Assignment » Your answer should be the exact lines of the records, starting with the one containing "Our automated classifier says the produce" and running to the end.

Material to process »
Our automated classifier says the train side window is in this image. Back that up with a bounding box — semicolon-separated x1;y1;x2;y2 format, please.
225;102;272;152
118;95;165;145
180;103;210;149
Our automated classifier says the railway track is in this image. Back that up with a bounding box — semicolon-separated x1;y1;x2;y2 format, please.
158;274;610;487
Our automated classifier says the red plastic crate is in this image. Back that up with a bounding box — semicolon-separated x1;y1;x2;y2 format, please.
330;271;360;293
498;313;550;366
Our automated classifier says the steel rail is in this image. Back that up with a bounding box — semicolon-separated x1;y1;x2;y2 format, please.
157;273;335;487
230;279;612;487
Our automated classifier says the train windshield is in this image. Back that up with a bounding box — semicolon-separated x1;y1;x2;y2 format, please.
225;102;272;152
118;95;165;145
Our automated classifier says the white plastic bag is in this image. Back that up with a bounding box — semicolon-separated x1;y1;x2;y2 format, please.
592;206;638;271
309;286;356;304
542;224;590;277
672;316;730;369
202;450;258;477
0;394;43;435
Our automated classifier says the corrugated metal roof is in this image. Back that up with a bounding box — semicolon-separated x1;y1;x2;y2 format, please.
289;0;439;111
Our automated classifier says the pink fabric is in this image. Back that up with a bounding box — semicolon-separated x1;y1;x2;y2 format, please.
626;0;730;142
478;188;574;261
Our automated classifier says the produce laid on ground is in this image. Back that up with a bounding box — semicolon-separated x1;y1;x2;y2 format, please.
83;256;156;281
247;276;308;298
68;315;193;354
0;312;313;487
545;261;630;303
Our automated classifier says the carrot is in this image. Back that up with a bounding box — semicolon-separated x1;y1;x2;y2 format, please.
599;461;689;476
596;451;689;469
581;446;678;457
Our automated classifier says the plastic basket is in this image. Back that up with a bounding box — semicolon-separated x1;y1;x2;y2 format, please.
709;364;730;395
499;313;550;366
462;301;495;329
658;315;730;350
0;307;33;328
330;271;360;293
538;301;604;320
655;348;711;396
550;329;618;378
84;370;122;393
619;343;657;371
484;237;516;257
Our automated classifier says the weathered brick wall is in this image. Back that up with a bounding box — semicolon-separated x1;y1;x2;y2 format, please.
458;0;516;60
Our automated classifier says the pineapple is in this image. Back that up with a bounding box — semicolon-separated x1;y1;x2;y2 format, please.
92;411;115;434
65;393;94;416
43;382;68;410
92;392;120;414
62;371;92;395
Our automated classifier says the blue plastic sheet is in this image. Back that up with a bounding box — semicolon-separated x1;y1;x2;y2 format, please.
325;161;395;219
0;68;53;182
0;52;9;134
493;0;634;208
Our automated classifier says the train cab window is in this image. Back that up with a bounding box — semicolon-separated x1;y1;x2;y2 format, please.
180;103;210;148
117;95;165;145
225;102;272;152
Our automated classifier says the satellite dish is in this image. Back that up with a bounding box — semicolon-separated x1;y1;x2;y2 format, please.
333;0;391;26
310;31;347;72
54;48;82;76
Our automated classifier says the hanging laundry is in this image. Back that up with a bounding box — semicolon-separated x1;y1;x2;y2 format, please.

Response to this task »
Our automated classifier says the produce laid on ground is in this image. Back that up with a bounding box — semicolon-separated x1;y1;x2;y2 format, please.
83;256;156;281
247;276;308;298
68;315;193;354
0;312;313;487
545;261;630;303
Our automated classifier says the carrot is in this image. Back that up with a bounding box — semicolon-separated x1;y1;x2;y2 format, please.
599;461;689;476
596;451;689;469
581;446;678;457
Our automated classifier says the plastic basket is in this image. Back that up with a bounding box — semicolon-separated x1;y1;x2;y2 format, please.
709;364;730;395
499;313;550;366
462;301;495;329
658;315;730;350
0;307;33;328
330;271;360;293
538;301;604;320
655;348;711;396
550;329;618;378
84;370;122;393
619;343;657;371
484;237;516;257
Our automated classifier says the weathered brick wall is in this image. Back that up with a bounding box — semicolon-separated x1;y1;x2;y2 format, please.
458;0;516;60
Our automated classifier says the pineapple is in this image. Back that up with a bounding box — semicolon-separated x1;y1;x2;y2 format, please.
92;411;115;434
65;393;94;416
43;382;68;410
92;392;120;414
62;371;92;395
Our automated classifier says the blue plastic sheet is in this image. Back that up with a bounding box — semicolon-separated x1;y1;x2;y2 format, please.
325;161;395;219
0;68;53;182
0;52;9;134
493;0;634;208
Our automated classifier says the train cab window is in this image. Back that up with a bounding box — semicolon-separated x1;y1;x2;y2 format, please.
180;103;210;148
117;95;165;145
225;102;272;152
Our automated classifier says the satellite dish is in this image. Back that up with a bounding box — semicolon-separated x1;y1;x2;y2 format, please.
333;0;391;26
310;31;347;72
54;48;82;76
Our automated classifier says the hanging laundry is in this image. Back that up with a bounding box — semicolon-separated x1;y1;x2;y2 format, please.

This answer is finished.